Passage provided:
>> Start

Anastasoff, unpublished opinions, and federal appellate justice.

AuthorTobias, Carl

In Anastasoff v. United States, (1) a three-judge panel of the United States Court of Appeals for the Eighth Circuit recently invalidated the court's local rule of appellate procedure providing that "unpublished opinions are not precedent and parties generally should not cite them." (2) Eighth Circuit Judge Richard S. Arnold authored the opinion, holding that this local requirement violates Article III of the United States Constitution. Regardless of whether the provocative decision in Anastasoff is constitutionally sound, the opinion trenchantly emphasizes the critical significance of a public policy issue that has remained essentially untreated for too long.

Judge Arnold's Anastasoff opinion perceptively identifies the substantial complications created by burgeoning caseloads and the static resources available to resolve these appeals. It cogently admonishes that the federal judicial system is in serious difficulty if the volume of appellate filings and temporal restraints preclude the circuit bench from attributing precedential value to each case. Judge Arnold concomitantly rejects the proposition that deficient resources prevent judges from according all appeals precedential effect. He also repudiates the notion that appellate courts are currently developing an underground corpus of law that applies only to the litigants in a particular case. Instead, he argues that there must be sufficient resources to address mounting caseloads adequately, and if these funds are unavailable, every judge must devote the requisite time to treat each of the filings competently, even if backlogs increase.

The three-judge panel, thus, threw down the constitutional gauntlet by invalidating the Eighth Circuit local rule while most other appellate courts continue to enforce analogous provisions. Evaluating the threat to the delivery of appellate justice posed by these local requirements as discussed in the Anastasoff opinion, however, is more important. This Comment also seeks to explore the most promising solutions to that pressing legal and public policy problem.

>> End

Task instructions:
[1] According to the comment on the Anastasoff decision, which judge wrote the panel's opinion?
[2] Translate this sentence from the comment on the Anastasoff decision into Spanish: "Eighth Circuit Judge Richard S. Arnold authored the opinion, holding that this local requirement violates Article III of the United States Constitution."
[3] Carry the comment on the Anastasoff decision forward from its final sentence with a further paragraph.

Supplied records:
>> Start

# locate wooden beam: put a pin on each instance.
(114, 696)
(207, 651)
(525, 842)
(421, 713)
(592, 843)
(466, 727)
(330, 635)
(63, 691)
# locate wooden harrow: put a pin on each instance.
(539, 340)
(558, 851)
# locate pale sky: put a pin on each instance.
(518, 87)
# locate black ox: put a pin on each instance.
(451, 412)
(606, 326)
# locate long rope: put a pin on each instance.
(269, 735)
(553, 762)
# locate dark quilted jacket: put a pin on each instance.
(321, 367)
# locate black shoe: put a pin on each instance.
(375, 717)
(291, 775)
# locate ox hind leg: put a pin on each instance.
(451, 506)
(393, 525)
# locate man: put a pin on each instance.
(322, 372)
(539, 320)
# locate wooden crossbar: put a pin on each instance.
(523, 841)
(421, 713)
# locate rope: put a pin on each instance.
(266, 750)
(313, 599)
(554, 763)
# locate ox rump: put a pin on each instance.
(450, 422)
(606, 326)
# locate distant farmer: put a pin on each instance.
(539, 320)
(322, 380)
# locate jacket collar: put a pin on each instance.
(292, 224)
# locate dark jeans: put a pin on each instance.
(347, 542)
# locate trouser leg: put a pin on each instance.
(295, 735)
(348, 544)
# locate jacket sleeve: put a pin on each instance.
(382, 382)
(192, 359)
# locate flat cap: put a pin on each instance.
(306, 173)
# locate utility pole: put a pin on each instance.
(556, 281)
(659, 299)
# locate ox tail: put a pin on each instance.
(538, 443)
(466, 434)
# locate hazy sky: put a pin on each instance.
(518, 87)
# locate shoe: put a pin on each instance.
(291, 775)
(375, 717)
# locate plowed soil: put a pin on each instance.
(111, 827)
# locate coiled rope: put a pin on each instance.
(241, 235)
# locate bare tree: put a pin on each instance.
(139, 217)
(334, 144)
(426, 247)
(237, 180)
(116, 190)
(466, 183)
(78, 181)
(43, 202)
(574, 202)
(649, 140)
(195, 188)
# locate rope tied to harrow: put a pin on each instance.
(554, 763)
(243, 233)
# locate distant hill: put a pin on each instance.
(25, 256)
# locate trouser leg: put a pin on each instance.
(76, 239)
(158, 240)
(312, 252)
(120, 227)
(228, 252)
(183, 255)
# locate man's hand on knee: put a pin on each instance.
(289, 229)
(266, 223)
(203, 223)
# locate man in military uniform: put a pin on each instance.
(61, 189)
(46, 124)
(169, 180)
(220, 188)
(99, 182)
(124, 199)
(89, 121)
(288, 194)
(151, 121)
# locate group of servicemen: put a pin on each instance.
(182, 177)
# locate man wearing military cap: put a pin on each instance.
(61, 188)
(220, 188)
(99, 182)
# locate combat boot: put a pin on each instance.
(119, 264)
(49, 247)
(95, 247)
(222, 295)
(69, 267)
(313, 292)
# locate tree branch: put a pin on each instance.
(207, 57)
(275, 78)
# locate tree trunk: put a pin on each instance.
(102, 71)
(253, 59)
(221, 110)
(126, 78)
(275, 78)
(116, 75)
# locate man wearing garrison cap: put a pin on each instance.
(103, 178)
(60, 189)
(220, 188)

>> End

Task-by-task answers:
[1] Eighth Circuit Judge Richard S. Arnold wrote the opinion.

[2] El juez del Octavo Circuito Richard S. Arnold redactó la opinión, en la que sostuvo que este requisito local viola el Artículo III de la Constitución de los Estados Unidos.

[3]
Part I of this Comment, therefore, traces the problem of a historical growth in caseloads without a corresponding rise in resources as addressed by the Eighth Circuit decision. Part II evaluates the Anastasoff holding and its implications. Increasing appeals, scarce resources, and the restrictions imposed by procedures like the Eighth Circuit local rule may well jeopardize modern appellate justice, as Judge Arnold's opinion eloquently demonstrates. Part III then presents recommendations for addressing this situation. It analyzes remedies that might solve or at least ameliorate these problems at the appellate level, principally through reductions in the volume of cases that attorneys and parties consider filing and, should this possibility prove deficient, measures that would respond directly to those appeals actually pursued in a prompt, inexpensive, and fair manner.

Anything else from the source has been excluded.